##### Passage to read

Elsevier

Computer Networks

Volume 56, Issue 3, 23 February 2012, Pages 1092-1102
Computer Networks

Measuring the validity of peer-to-peer data for information retrieval applications

https://doi.org/10.1016/j.comnet.2011.10.026Get rights and content

Abstract

Peer-to-peer (p2p) networks are being increasingly adopted as an invaluable resource for various information retrieval (IR) applications, including similarity estimation, content recommendation and trend prediction. However, these networks are usually extremely large and noisy, which raises doubts regarding the ability to actually extract sufficiently accurate information.

This paper quantifies the measurement effort required to obtain and optimize the information obtained from p2p networks for the purpose of IR applications. We identify and measure inherent difficulties in collecting p2p data, namely, partial crawling, user-generated noise, sparseness, and popularity and localization of content and search queries. These aspects are quantified using music files shared in the Gnutella p2p network. We show that the power-law nature of the network makes it relatively easy to capture an accurate view of the popular content using relatively little effort. However, some applications, like trend prediction, mandate collection of the data from the “long tail”, hence a much more exhaustive crawl is needed. Furthermore, we show that content and search queries are highly localized, indicating that location-crossing conclusions require a wide spread spatial crawl. Finally, we present techniques for overcoming noise originating from user generated content and for filtering non-informative data, while minimizing information loss.

Introduction

Peer-to-peer (p2p) networks provide a fruitful ground [1] for abundance of information, including files shared by users, search queries, and spatial and temporal changes that take place in the network. This data is often adopted as an invaluable resource for various information retrieval (IR) tasks, including user and content similarity [2], [3], [4], recommendation [5], [6], ranking [7], and trend prediction [8], [9], [10], [11].

Traditionally, these tasks use datasets extracted from server-based services, such as NetFlix, Last.FM, Yahoo! Music and other similar web 2.0 services. Web based services have the potential to provide a complete view of their data, either by commercial agreements or by crawling using a centralized interface. P2P networks have a great potential as a practically unbounded source of data for IR tasks. This wealth of information regarding user preferences is particularly useful in recommendation techniques based on collaborative filtering, which were shown to out-perform content based approaches, given that the dataset used is sufficiently comprehensive [12].

Another advantage of p2p datasets is the availability of information, mitigating the need for agreements with website operators and various restrictions they pose on the amount of data collected or/and usage. Due to their decentralized nature and open protocols, p2p networks are a source for independent large scale data collection.

Despite all their advantages, p2p networks are quite complex, making the collection of a comprehensive dataset far from being trivial, and in some cases practically unfeasible. First, p2p networks have high user churn, as users constantly connect and disconnect from the network, being unavailable for changing periods. Second, users in p2p networks often do not expose their shared data in order to maintain high privacy and security measures, therefore disabling the ability to collect information about their shared folders. Finally, users often delete content after using it, leaving no trace of its usage.

##########
##### Supplied information

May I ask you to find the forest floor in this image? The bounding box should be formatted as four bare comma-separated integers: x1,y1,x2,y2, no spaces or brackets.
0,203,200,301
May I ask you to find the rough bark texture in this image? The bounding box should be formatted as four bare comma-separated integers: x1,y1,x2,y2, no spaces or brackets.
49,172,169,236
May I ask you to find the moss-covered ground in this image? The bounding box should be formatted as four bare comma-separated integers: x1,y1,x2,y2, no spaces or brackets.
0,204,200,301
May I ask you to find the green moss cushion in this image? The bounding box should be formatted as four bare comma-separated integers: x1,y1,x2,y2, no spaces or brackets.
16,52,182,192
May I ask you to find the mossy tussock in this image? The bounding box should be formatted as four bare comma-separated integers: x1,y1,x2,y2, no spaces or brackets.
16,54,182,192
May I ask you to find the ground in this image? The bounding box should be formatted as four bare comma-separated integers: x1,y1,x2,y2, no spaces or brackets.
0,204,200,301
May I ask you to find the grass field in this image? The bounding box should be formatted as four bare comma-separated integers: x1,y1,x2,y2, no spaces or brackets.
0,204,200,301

##########

> _What this task involves_
In the peer-to-peer data article, which network's shared music files were used to quantify the difficulties in collecting p2p data?

> _Finished task_
The Gnutella p2p network.